▽

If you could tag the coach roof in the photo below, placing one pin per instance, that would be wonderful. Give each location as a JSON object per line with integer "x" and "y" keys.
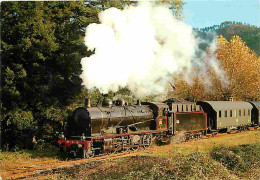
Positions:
{"x": 256, "y": 104}
{"x": 220, "y": 105}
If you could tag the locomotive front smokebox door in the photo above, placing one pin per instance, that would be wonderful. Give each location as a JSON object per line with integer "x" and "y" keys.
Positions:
{"x": 161, "y": 123}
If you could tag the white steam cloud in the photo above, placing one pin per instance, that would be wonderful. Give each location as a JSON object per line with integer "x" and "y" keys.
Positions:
{"x": 141, "y": 48}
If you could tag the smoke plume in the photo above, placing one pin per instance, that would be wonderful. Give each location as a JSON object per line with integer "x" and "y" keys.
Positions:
{"x": 140, "y": 47}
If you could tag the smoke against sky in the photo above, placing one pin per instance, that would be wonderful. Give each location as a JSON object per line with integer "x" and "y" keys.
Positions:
{"x": 141, "y": 48}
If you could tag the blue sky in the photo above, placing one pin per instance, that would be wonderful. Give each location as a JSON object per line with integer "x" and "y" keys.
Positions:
{"x": 205, "y": 13}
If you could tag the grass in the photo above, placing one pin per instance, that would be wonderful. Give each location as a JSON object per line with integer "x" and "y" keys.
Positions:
{"x": 231, "y": 157}
{"x": 10, "y": 159}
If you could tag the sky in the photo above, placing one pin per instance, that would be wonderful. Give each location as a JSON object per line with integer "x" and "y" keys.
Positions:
{"x": 205, "y": 13}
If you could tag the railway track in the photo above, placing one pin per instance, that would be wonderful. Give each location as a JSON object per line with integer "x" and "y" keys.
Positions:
{"x": 38, "y": 168}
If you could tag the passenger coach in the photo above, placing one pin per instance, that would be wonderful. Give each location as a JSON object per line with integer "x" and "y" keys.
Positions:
{"x": 227, "y": 115}
{"x": 255, "y": 115}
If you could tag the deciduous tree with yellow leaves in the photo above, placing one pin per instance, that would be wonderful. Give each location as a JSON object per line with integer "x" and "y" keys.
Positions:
{"x": 242, "y": 68}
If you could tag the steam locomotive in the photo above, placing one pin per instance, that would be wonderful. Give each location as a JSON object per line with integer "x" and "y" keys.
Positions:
{"x": 117, "y": 126}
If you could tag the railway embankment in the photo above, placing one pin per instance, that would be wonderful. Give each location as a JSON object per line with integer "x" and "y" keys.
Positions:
{"x": 227, "y": 156}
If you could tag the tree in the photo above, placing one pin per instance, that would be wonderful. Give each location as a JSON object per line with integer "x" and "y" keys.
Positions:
{"x": 242, "y": 68}
{"x": 248, "y": 33}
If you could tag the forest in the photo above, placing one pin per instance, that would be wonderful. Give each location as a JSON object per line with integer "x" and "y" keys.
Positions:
{"x": 42, "y": 44}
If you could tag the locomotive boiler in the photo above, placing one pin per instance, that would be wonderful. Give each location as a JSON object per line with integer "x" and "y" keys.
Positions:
{"x": 117, "y": 126}
{"x": 111, "y": 119}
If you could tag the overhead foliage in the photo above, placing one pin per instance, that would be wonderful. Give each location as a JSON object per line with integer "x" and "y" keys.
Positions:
{"x": 42, "y": 45}
{"x": 250, "y": 34}
{"x": 242, "y": 68}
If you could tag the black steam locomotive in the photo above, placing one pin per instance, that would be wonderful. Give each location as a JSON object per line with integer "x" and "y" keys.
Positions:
{"x": 117, "y": 127}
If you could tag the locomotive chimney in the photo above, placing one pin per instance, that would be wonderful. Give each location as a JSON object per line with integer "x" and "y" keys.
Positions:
{"x": 138, "y": 102}
{"x": 87, "y": 103}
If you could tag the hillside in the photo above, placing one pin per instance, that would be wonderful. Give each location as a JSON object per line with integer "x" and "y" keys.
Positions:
{"x": 248, "y": 33}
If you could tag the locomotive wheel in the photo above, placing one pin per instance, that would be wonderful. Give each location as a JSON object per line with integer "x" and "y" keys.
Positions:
{"x": 87, "y": 155}
{"x": 147, "y": 141}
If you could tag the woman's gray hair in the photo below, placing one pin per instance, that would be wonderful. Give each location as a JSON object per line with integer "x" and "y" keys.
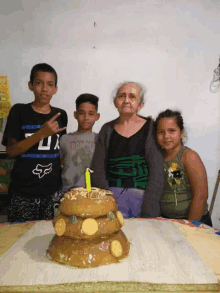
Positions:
{"x": 141, "y": 86}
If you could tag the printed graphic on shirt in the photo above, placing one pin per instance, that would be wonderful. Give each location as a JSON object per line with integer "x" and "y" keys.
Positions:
{"x": 82, "y": 152}
{"x": 49, "y": 143}
{"x": 42, "y": 170}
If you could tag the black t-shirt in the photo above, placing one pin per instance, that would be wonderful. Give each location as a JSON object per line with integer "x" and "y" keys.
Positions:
{"x": 126, "y": 159}
{"x": 36, "y": 172}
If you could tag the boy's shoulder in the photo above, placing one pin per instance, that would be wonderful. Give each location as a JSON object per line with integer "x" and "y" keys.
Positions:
{"x": 20, "y": 106}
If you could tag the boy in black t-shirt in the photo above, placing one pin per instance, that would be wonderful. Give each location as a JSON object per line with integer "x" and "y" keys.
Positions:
{"x": 32, "y": 136}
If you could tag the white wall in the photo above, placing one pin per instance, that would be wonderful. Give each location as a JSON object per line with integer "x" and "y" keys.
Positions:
{"x": 171, "y": 47}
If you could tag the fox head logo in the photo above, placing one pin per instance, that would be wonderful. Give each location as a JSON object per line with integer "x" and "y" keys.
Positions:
{"x": 41, "y": 170}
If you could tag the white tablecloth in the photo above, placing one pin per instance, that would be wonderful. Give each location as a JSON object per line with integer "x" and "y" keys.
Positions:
{"x": 159, "y": 253}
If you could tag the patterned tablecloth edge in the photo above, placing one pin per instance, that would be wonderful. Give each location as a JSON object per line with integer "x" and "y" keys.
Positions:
{"x": 179, "y": 221}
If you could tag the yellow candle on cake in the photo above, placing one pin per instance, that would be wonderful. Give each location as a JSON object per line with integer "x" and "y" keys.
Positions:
{"x": 88, "y": 179}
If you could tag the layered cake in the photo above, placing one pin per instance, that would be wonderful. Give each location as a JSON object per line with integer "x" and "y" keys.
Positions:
{"x": 88, "y": 230}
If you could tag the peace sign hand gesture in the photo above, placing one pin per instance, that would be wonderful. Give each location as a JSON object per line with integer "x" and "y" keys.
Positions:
{"x": 51, "y": 127}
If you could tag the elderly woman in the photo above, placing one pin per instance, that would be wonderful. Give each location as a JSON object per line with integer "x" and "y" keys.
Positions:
{"x": 127, "y": 159}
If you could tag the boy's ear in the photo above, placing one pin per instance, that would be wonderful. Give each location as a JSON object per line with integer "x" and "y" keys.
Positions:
{"x": 30, "y": 86}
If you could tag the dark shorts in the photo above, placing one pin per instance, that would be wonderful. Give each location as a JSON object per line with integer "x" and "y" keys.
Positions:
{"x": 24, "y": 209}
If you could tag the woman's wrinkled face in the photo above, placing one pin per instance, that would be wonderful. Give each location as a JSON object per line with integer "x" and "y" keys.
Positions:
{"x": 128, "y": 99}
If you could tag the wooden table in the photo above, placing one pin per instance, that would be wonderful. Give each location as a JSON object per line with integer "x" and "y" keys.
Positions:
{"x": 200, "y": 239}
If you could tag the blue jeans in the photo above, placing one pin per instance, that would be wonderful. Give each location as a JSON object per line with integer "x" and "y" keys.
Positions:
{"x": 129, "y": 201}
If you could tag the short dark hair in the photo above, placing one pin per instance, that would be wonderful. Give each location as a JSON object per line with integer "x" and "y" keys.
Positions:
{"x": 43, "y": 67}
{"x": 87, "y": 98}
{"x": 171, "y": 114}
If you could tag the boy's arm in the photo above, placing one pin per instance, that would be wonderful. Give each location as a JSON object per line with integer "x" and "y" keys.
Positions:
{"x": 14, "y": 148}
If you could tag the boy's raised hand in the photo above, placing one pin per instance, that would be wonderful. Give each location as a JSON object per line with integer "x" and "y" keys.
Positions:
{"x": 51, "y": 127}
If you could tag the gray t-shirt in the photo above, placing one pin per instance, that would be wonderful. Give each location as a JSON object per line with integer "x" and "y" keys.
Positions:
{"x": 76, "y": 149}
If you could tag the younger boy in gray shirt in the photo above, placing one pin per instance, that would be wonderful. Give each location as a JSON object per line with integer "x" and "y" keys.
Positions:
{"x": 77, "y": 148}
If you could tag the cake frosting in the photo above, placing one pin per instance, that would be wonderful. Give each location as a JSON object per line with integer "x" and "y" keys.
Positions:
{"x": 88, "y": 230}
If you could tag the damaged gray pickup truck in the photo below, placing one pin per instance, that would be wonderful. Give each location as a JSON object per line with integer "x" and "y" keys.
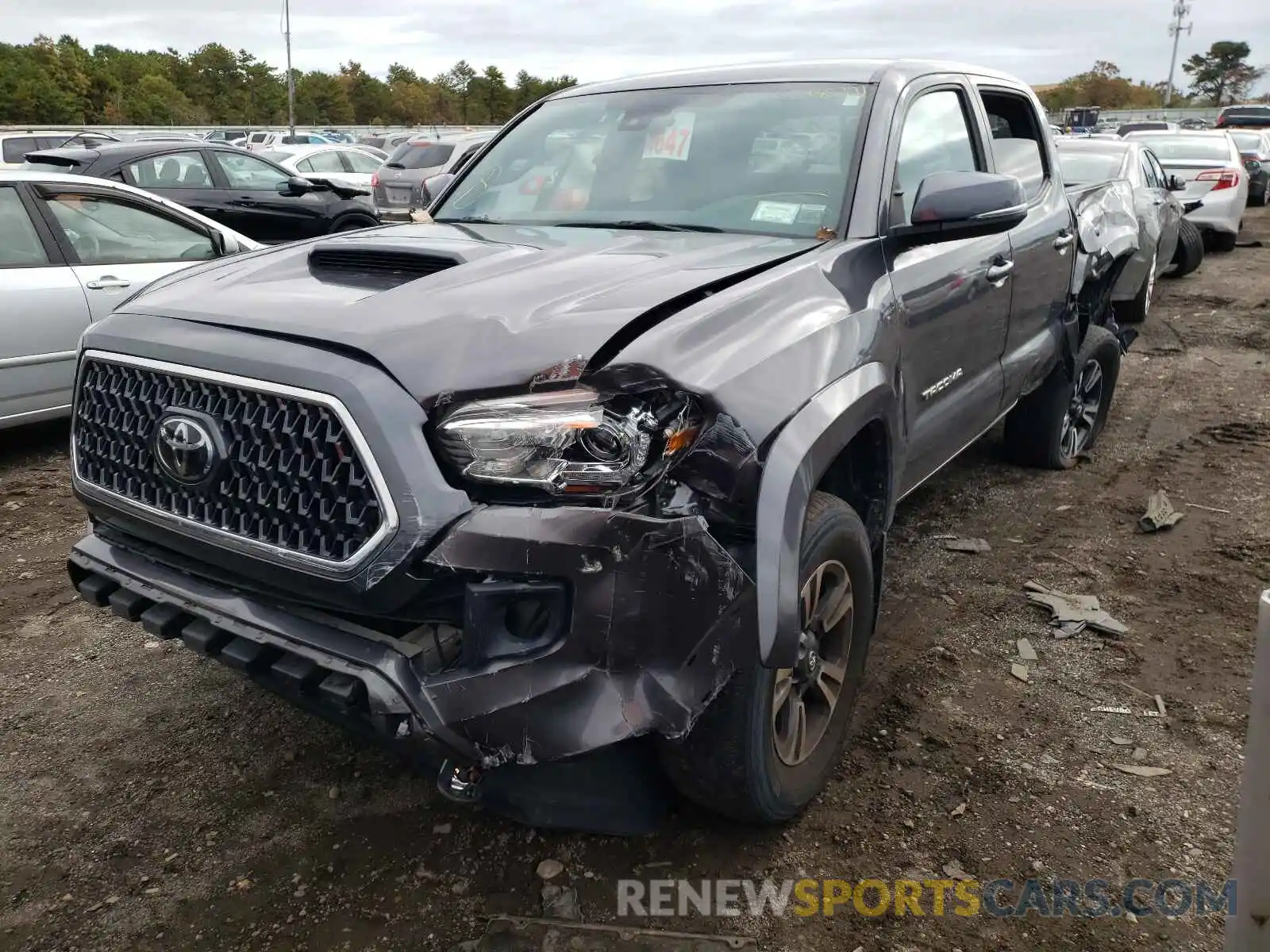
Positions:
{"x": 596, "y": 471}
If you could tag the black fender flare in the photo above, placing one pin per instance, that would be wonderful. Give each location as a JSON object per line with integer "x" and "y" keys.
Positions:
{"x": 800, "y": 455}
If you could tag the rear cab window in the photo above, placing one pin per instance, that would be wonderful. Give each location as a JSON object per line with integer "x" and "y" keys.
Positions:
{"x": 421, "y": 155}
{"x": 175, "y": 171}
{"x": 1018, "y": 141}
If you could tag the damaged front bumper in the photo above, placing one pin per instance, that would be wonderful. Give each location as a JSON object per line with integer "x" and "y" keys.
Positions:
{"x": 637, "y": 624}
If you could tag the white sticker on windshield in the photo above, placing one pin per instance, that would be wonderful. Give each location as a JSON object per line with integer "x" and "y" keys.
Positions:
{"x": 675, "y": 141}
{"x": 810, "y": 215}
{"x": 776, "y": 213}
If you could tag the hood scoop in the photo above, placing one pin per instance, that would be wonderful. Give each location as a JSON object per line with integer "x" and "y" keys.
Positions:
{"x": 379, "y": 267}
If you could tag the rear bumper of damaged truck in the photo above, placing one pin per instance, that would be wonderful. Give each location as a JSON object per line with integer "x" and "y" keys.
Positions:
{"x": 645, "y": 621}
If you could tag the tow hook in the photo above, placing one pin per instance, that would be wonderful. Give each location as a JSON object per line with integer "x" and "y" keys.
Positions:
{"x": 459, "y": 784}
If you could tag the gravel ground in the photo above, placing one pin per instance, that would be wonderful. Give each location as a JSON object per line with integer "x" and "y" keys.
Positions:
{"x": 154, "y": 801}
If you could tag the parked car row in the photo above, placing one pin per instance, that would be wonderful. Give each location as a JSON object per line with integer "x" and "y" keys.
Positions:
{"x": 71, "y": 249}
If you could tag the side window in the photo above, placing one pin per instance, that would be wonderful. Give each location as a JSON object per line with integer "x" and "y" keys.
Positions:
{"x": 361, "y": 162}
{"x": 251, "y": 173}
{"x": 16, "y": 146}
{"x": 1149, "y": 171}
{"x": 19, "y": 243}
{"x": 177, "y": 171}
{"x": 1018, "y": 140}
{"x": 105, "y": 230}
{"x": 935, "y": 137}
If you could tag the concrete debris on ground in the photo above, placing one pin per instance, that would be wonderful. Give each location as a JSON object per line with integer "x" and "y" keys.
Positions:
{"x": 967, "y": 545}
{"x": 560, "y": 903}
{"x": 1068, "y": 611}
{"x": 1160, "y": 514}
{"x": 550, "y": 869}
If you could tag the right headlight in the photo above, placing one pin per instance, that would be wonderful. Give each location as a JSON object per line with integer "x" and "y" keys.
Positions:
{"x": 567, "y": 441}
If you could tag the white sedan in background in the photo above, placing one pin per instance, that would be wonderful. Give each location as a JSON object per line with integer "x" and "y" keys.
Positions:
{"x": 71, "y": 249}
{"x": 351, "y": 164}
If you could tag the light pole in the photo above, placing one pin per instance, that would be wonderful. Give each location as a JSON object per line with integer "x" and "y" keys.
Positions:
{"x": 291, "y": 79}
{"x": 1175, "y": 29}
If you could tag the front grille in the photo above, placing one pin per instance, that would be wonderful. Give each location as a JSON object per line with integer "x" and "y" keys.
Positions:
{"x": 292, "y": 476}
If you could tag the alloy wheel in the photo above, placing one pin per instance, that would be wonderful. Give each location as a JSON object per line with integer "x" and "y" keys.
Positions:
{"x": 1083, "y": 410}
{"x": 806, "y": 696}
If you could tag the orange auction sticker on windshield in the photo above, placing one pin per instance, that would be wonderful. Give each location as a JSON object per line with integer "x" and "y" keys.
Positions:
{"x": 675, "y": 141}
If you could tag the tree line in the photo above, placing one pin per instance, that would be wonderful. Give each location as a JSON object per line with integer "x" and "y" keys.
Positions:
{"x": 1219, "y": 76}
{"x": 65, "y": 83}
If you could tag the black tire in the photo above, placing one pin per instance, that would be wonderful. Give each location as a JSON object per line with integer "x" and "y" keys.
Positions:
{"x": 1035, "y": 431}
{"x": 1191, "y": 251}
{"x": 1136, "y": 311}
{"x": 1223, "y": 241}
{"x": 729, "y": 763}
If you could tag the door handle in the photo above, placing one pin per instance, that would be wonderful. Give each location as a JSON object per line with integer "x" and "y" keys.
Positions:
{"x": 999, "y": 272}
{"x": 107, "y": 282}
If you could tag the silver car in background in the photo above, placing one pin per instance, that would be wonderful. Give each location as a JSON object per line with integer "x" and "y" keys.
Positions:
{"x": 1210, "y": 165}
{"x": 1086, "y": 162}
{"x": 397, "y": 184}
{"x": 71, "y": 251}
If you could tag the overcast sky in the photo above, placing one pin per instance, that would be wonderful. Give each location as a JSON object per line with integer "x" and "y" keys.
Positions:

△

**To be done:** Give back, exactly as written, the lines from the one with "If you could tag the silver" to the last line.

**Response to this task:**
If you could tag the silver car in background in the photo above, placing one pin per instance, that would be wonderful. Give each location as a JSON object per line with integer "x" and "y" keys.
Positions:
{"x": 1210, "y": 165}
{"x": 1086, "y": 162}
{"x": 397, "y": 184}
{"x": 71, "y": 251}
If you could tag the overcast sky in the photo above, placing one pin per instance, that would be wonderful. Give each location as a JSON object per line with integer "x" and "y" keys.
Positions:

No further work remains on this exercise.